- [SUPPLIED PASSAGE]:
=-=-=-=-=

One thing I’ve been working on as part of my treatment for dependent personality disorder is learning to trust my own judgment. My natural inclination before was just to assume others knew better than I did, effectively placing everyone up on a pedestal until they did something that demonstrated that they no longer belonged there.
As one would expect, this had a way of resulting in all manner of pandemonium. There were a number of unfortunate incidents that occurred, both mucking up my happiness and/or safety and resulting in extreme disappointment in the individual. To be fair, with a few notable exceptions, I was not led to believe these people were perfect. Most had made no claims to that effect.
Skyspook has been extremely supportive, helping me with my therapist’s assignments, often insisting that, slave or not, I choose for myself, and in decisions that affect us both to at least give him my opinion so he can make better choices that serve both of us. I hate it, grumble, twitch, bemoaning my fate as the unluckiest slave in the world, saddled with an autonomy that makes me profoundly uncomfortable. Example:
Me: I think I’m hungry.

=-=-=-=-=

- [PROBLEM TO SOLVE]:
In the passage about dependent personality disorder, what has the writer been working on as part of treatment? Answer from the passage alone.

=-=-=-=-=

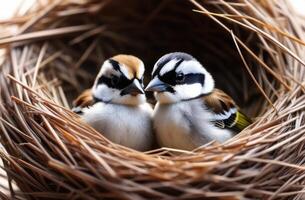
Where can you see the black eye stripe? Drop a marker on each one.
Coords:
(170, 78)
(194, 78)
(115, 64)
(122, 82)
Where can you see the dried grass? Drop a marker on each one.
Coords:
(256, 46)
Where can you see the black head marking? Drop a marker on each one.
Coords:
(121, 82)
(171, 56)
(115, 64)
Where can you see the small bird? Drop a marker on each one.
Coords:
(116, 104)
(190, 111)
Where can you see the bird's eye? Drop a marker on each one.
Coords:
(180, 77)
(115, 80)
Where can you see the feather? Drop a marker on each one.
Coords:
(226, 113)
(85, 99)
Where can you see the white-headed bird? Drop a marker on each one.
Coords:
(116, 104)
(190, 111)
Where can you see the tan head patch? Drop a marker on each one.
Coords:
(132, 63)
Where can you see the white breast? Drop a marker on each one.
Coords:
(126, 125)
(186, 125)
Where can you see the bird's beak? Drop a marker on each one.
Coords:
(156, 85)
(133, 89)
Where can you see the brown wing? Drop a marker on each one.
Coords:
(85, 99)
(218, 101)
(226, 113)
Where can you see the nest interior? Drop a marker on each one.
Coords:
(253, 50)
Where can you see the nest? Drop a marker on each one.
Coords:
(252, 48)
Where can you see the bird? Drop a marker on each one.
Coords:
(190, 111)
(116, 104)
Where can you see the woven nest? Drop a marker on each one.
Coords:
(252, 48)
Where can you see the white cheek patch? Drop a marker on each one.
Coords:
(191, 67)
(141, 69)
(209, 84)
(168, 67)
(186, 91)
(194, 67)
(166, 97)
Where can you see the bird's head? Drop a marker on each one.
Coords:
(179, 76)
(120, 81)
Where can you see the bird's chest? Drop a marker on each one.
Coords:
(123, 125)
(172, 127)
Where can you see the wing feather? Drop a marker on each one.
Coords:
(226, 113)
(84, 100)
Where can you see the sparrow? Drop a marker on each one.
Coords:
(190, 111)
(116, 104)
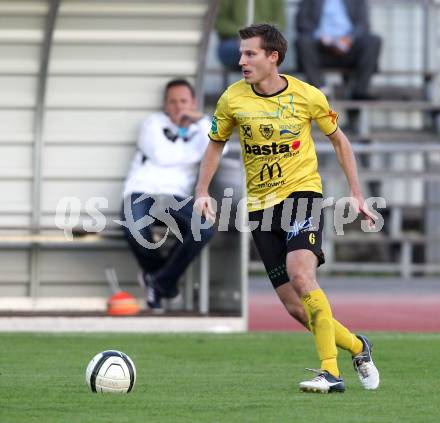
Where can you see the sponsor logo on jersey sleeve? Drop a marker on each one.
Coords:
(214, 128)
(246, 131)
(332, 115)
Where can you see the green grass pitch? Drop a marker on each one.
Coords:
(213, 378)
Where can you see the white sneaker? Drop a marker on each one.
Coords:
(323, 383)
(364, 366)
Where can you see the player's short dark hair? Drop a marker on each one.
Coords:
(179, 83)
(271, 39)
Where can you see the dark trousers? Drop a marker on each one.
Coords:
(165, 264)
(362, 58)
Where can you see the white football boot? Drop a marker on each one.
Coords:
(364, 366)
(323, 383)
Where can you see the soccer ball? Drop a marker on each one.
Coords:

=-=-=-=-=

- [YOUR RESPONSE]:
Learning to trust their own judgment.